• **Problem to solve**:
Edit the rows below so that each "hole rule" becomes "fill rule", with everything else left as it is.
[BEGIN]
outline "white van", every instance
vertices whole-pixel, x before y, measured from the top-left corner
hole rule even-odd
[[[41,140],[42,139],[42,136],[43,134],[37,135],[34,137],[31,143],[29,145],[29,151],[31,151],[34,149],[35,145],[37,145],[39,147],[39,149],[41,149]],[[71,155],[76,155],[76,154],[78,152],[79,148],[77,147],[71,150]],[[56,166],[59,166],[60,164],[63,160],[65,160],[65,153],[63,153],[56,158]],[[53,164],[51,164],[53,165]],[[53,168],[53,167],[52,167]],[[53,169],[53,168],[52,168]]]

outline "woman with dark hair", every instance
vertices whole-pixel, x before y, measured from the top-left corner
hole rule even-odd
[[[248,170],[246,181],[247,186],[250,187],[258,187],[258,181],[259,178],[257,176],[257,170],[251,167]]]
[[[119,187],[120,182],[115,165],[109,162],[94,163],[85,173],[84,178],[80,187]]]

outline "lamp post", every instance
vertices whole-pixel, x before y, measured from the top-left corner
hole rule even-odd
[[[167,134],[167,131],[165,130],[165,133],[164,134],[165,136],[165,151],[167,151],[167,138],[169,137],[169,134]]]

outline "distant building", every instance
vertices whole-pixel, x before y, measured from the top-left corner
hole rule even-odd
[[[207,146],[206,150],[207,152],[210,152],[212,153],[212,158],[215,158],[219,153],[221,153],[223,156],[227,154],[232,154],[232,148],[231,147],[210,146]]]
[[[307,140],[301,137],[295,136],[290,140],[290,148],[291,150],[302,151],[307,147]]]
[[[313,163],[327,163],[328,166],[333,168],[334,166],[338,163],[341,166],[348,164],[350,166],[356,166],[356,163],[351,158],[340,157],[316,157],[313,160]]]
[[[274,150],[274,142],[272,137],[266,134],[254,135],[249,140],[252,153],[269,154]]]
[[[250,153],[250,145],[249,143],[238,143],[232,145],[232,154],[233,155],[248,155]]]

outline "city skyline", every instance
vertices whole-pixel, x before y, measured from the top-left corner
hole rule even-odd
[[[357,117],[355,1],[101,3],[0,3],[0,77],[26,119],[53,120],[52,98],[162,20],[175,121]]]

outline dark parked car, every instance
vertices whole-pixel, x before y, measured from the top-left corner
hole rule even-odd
[END]
• **Answer for this exercise**:
outline "white van", every instance
vertices whole-pixel, x before y, measured from the top-left corner
fill rule even-odd
[[[41,140],[42,139],[42,136],[43,134],[37,135],[34,137],[31,143],[29,145],[29,151],[31,151],[34,149],[35,145],[37,145],[39,147],[39,149],[41,149]],[[71,155],[76,155],[76,154],[78,152],[79,148],[77,147],[71,150]],[[56,166],[59,166],[60,164],[63,160],[65,160],[65,153],[63,153],[56,158]],[[53,164],[51,164],[53,165]],[[53,168],[53,167],[52,167]],[[53,169],[53,168],[52,168]]]

outline "woman with dark hair", every instance
vertices whole-pixel, x before y, measured from the top-left corner
fill rule even-odd
[[[248,170],[246,181],[247,186],[250,187],[258,187],[258,181],[259,178],[257,176],[257,170],[251,167]]]
[[[119,187],[120,182],[115,165],[109,162],[94,163],[85,173],[84,178],[80,187]]]

outline "lamp post", every instance
vertices whole-pixel, x before y, measured from the top-left corner
fill rule even-odd
[[[167,134],[167,131],[165,130],[165,133],[164,134],[165,136],[165,151],[167,151],[167,138],[169,137],[169,134]]]

outline "distant building", every instance
vertices whole-pixel, x before y, measured from the top-left corner
fill rule even-odd
[[[207,146],[206,150],[207,152],[210,152],[212,153],[212,158],[215,158],[219,153],[221,153],[223,156],[227,154],[232,154],[232,148],[231,147],[210,146]]]
[[[307,140],[301,137],[295,136],[290,140],[290,148],[291,150],[302,151],[307,147]]]
[[[313,163],[327,163],[328,166],[333,168],[334,166],[338,163],[341,166],[348,164],[350,166],[356,166],[356,163],[351,158],[340,157],[316,157],[313,160]]]
[[[274,150],[274,142],[272,137],[266,134],[254,135],[249,140],[252,153],[269,154]]]
[[[250,153],[250,145],[249,143],[238,143],[232,145],[232,154],[233,155],[248,155]]]

outline "city skyline", every instance
vertices whole-pixel, x before y, measured from the top-left corner
fill rule even-odd
[[[357,117],[355,1],[101,3],[0,3],[0,77],[26,119],[53,120],[52,98],[162,20],[175,121]]]

outline dark parked car, every instance
vertices whole-pixel, x before y, measured from the top-left corner
fill rule even-odd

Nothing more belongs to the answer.